Consigne A - Pour chaque affirmation, dites par oui ou par non si elle concorde avec le texte affiché, puis citez mot pour mot le passage qui tranche. (i) Le marché de la santé aux États-Unis est un marché où l'on paie. (ii) Au Québec, le « loto-vaccin » est réservé aux personnes vaccinées depuis peu. (iii) La recherche citée par les deux professeurs vient d'une université française.
Consigne B - Donnez tous les pays et toutes les provinces nommés dans le texte affiché.
---------- Texte affiché ----------
Dans un texte axé sur la situation en France, ils soulignent que les échanges transactionnels de ce type risquent de ne pas fonctionner dans des endroits où les citoyens n’ont pas l’habitude de payer pour les services de santé. Comme en France et au Québec, qui ont des systèmes de santé publics universels.

«Premièrement, pour qu’une incitation extrinsèque fonctionne, elle doit agir sur un marché au sein duquel les transactions de type monétaire sont courantes. Le marché de la santé aux États-Unis est un marché monétisé. Puisque les individus y ont l’habitude de payer pour les services de santé, ils trouveraient normal que, pour certaines transactions, ils puissent bénéficier d’une réduction de prix, voire d’un gain monétaire», écrivent-ils.

Tout le contraire de la France, disent-ils. Et par extension, du Québec. Dans ce cadre, introduire des motivations extrinsèques pourrait être vu comme «immoral».

L’ajout d’un incitatif externe pourrait aussi miner la force des motivations «intrinsèques» des citoyens.

«Il a en effet été abondamment démontré que les individus perçoivent la mise en place d’un prix ou d’une récompense comme un signal qu’une motivation extrinsèque serait nécessaire, donc que leur motivation intrinsèque n’aurait pas lieu d’exister. Autrement dit, si le gouvernement est obligé de me payer pour me faire agir ainsi, c’est que je n’avais pas raison de le faire en absence de cette récompense externe, ou qu’alors le gouvernement a quelque chose à cacher», écrivent les professeurs Sutan et Spiegelman.

À cela s’ajouterait «une forme d’injustice pour ceux qui, sans incitation, ont déjà fait le choix de se faire vacciner».

Au Québec, soulignons que le «loto-vaccin» est ouvert à tous ceux ayant reçu le vaccin, qu’ils soient vaccinés depuis longtemps ou depuis peu.

D’autres encore pourraient décider de se faire vacciner plus tard, et non plus tôt. «Pour quelle raison irais-je me faire vacciner maintenant lorsque je vois justement que de plus en plus d’incitations sont mises en place ? Il semble qu’il vaille mieux attendre, un plus beau cadeau pourrait apparaître quand le gouvernement sera vraiment désespéré», écrivent les professeurs.

Se faire donner automatiquement un rendez-vous?

Angela Sutan et Eli Spiegelman proposent un système de «opt-out» à l’ensemble d’un pays. Ainsi, les citoyens recevraient un rendez-vous sans même en faire la demande. Ils auraient toutefois l’option de se désinscrire.

Ils citent une recherche de l’Université Rutgers, aux États-Unis, qui montre que le «opt-out» fonctionne mieux qu’un appel à s’inscrire soi-même à la vaccination.
---------- Extrait des données ----------
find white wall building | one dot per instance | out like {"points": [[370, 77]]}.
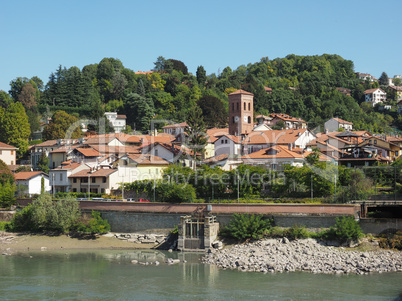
----------
Réponse A -
(i) Oui : « Le marché de la santé aux États-Unis est un marché monétisé. »
(ii) Non : « le «loto-vaccin» est ouvert à tous ceux ayant reçu le vaccin, qu’ils soient vaccinés depuis longtemps ou depuis peu. »
(iii) Non : « une recherche de l’Université Rutgers, aux États-Unis »

Réponse B - France, Québec, États-Unis